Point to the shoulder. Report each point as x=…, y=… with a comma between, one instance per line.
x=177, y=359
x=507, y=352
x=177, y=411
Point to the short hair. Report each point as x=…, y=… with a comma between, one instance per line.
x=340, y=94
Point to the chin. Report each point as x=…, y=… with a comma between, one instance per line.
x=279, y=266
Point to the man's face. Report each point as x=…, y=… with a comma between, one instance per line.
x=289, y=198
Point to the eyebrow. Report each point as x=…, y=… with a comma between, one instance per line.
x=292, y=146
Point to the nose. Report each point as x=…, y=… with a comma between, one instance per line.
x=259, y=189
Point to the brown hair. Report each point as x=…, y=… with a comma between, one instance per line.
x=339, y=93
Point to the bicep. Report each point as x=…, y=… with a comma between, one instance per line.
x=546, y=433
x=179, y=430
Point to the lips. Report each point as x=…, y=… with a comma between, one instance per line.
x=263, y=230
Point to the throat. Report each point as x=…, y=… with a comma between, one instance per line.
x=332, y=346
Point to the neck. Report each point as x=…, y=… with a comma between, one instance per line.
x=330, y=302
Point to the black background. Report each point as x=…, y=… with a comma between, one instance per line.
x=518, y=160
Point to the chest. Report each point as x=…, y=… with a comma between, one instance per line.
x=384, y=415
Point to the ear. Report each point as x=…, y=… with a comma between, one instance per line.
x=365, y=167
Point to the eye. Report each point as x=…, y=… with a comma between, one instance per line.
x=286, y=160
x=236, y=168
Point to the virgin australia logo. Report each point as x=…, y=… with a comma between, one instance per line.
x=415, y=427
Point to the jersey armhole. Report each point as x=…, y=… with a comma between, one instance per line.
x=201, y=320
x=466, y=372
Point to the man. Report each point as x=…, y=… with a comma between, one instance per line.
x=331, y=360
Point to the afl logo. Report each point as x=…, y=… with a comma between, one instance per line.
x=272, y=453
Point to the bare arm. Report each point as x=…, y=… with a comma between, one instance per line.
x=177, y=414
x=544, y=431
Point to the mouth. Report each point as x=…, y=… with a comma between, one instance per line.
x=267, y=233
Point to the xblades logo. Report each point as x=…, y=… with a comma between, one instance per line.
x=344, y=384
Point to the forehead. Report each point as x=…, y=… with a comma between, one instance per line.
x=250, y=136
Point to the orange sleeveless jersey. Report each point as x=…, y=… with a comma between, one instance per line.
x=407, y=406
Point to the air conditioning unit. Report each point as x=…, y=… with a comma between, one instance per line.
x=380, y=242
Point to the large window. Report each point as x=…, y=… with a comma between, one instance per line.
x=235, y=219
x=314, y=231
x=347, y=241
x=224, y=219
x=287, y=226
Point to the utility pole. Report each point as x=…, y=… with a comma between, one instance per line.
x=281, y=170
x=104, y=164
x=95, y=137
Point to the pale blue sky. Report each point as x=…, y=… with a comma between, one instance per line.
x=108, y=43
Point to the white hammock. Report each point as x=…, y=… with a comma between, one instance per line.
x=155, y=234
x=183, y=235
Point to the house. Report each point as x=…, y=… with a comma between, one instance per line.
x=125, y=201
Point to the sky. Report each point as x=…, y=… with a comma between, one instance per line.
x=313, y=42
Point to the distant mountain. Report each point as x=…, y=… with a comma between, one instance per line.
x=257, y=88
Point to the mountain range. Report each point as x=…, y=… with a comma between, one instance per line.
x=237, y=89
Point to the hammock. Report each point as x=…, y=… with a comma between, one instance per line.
□ □ □
# Task to carry out
Repeat the material above exactly, including every line.

# Exercise answer
Point to the shoulder. Report each point as x=…, y=… with a comma between, one instance per line.
x=177, y=359
x=507, y=352
x=177, y=411
Point to the short hair. Report each point as x=…, y=… with a comma between, one instance per line.
x=340, y=94
Point to the chin. Report each point as x=…, y=… with a comma between, one instance per line.
x=279, y=266
Point to the man's face. Report each point as x=…, y=… with a comma between, one instance per line.
x=289, y=198
Point to the eyebrow. Report each point as x=…, y=… with a comma between, one instance per line.
x=292, y=146
Point to the nose. Report each point as x=…, y=… with a comma between, one instance per line.
x=259, y=189
Point to the brown hair. Report each point as x=…, y=… with a comma between, one instance per line.
x=339, y=93
Point to the bicep. Report each point as x=…, y=… with a comma between, one instance per line.
x=546, y=433
x=179, y=430
Point to the lips. Report each point as x=…, y=… with a comma between, one instance per line.
x=263, y=230
Point to the throat. Report each point as x=…, y=… with a comma between, one instance per line.
x=332, y=346
Point to the neck. Report each point as x=…, y=… with a comma between, one instance per line.
x=330, y=302
Point to the black background. Report each point as x=…, y=… with a comma between, one instance per line.
x=518, y=160
Point to the chest. Report each point as x=…, y=… with a comma between, one instance per line.
x=384, y=415
Point to the ear. Report each point as x=…, y=… with a comma between, one instance per line.
x=365, y=167
Point to the eye. Report each point as x=…, y=… with a comma between, one instance per line.
x=286, y=160
x=236, y=168
Point to the virgin australia logo. Report each point as x=…, y=… with a comma between, one instance per line.
x=415, y=427
Point to the jersey armhole. Report each point as x=…, y=… with a comma between, one instance per line.
x=201, y=320
x=466, y=372
Point to the man. Report each point as x=…, y=… with a comma between, one instance per line.
x=331, y=360
Point to the afl logo. Report each point as x=…, y=… with a comma between, one instance per line.
x=272, y=453
Point to the bare arm. Report each point as x=…, y=… with a comma between, one instance per line.
x=177, y=414
x=544, y=431
Point to the mouth. Report each point as x=…, y=… with a comma between, one instance per line.
x=267, y=233
Point to the xblades logo. Report each point as x=…, y=… with a comma between, one instance per line.
x=344, y=384
Point to the forehead. Report each point as x=…, y=… with a comma between, one instance per line.
x=250, y=136
Point to the orange sleeveless jersey. Report each point as x=…, y=… with a comma between, one instance per line.
x=407, y=406
Point to the air conditioning unit. Report each point as x=…, y=… with a comma between, one instance per line.
x=380, y=242
Point to the large window. Report each point as x=…, y=… with a comma between, one instance per line.
x=235, y=219
x=314, y=231
x=347, y=241
x=224, y=219
x=287, y=226
Point to the utility pole. Report each point as x=…, y=… with a comma between, one instance per line.
x=281, y=170
x=104, y=164
x=95, y=137
Point to the pale blue sky. Report each point as x=…, y=… with a comma between, one instance per line.
x=108, y=43
Point to the white hammock. Report each point as x=…, y=… with a comma between, one instance per line.
x=155, y=234
x=183, y=235
Point to the house. Report each point as x=…, y=… with a comma between, one instance per line.
x=125, y=201
Point to the sky. Report each point as x=…, y=… with a comma between, one instance per line.
x=313, y=42
Point to the distant mountain. Report each point as x=…, y=… with a comma between, one instance per line.
x=257, y=88
Point to the mountain range. Report each point as x=…, y=… with a comma between, one instance per line.
x=237, y=89
Point to the hammock. Report each point as x=…, y=… with a comma between, one instance per line.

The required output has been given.